> [Work to complete]
A - Summarize the Azure troubleshooting post in two sentences.
B - Rewrite the Azure troubleshooting post from "After running into" up to and including "go do it now!", substituting "service" for "application".

If you are a newb at Azure like I was previously, you’ll be scratching your head for a looong looong time trying to figure out what the heck is going on…
It worked on my machine… Damn it..
*pull hair* … oh no *bald spot forming*.
After running into this issue a couple of time and doing searches for answers on stack overflow and what not… You’ll finally realize that you have missing reference and the web / worker role just can’t start your application because of that, which I think is the most likely candidate anyhow…
So, how do you go about troubleshooting this?
Remote Desktop is Your Friend
One easy way to do this is via Remote Desktop.
You DID configure remote desktop on that role, did you not…?
No? You dummy you, go do it now!
… … …
You DO know how to configure remote desktop for your role, do you not?
No? *sigh* Read this.
I’d recommend creating your own client certificate to use for this and CHECK IT INTO YOUR SOURCE REPOSITORY. You never know when you need the certificate again… for example, when you need to redeploy the cloud service to a different Azure subscription and the original certificate is now nowhere to be found for reasons like the original developer who created the certificate on his / her machine left the company, the machine got wiped and YAY… no more certificate copy anywhere… Happened… True story.

> [Data extract]
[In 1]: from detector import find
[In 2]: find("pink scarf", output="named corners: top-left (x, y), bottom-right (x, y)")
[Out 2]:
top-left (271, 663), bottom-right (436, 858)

> [Answers by item]
A - When a web or worker role that works locally fails to start on Azure, the most likely cause is a missing reference. Remote Desktop, configured on the role, is an easy way to troubleshoot this, and a client certificate created for it should be checked into source control so it remains available for uses like redeploying to a different Azure subscription.

B -
After running into this issue a couple of time and doing searches for answers on stack overflow and what not… You’ll finally realize that you have missing reference and the web / worker role just can’t start your service because of that, which I think is the most likely candidate anyhow…
So, how do you go about troubleshooting this?
Remote Desktop is Your Friend
One easy way to do this is via Remote Desktop.
You DID configure remote desktop on that role, did you not…?
No? You dummy you, go do it now!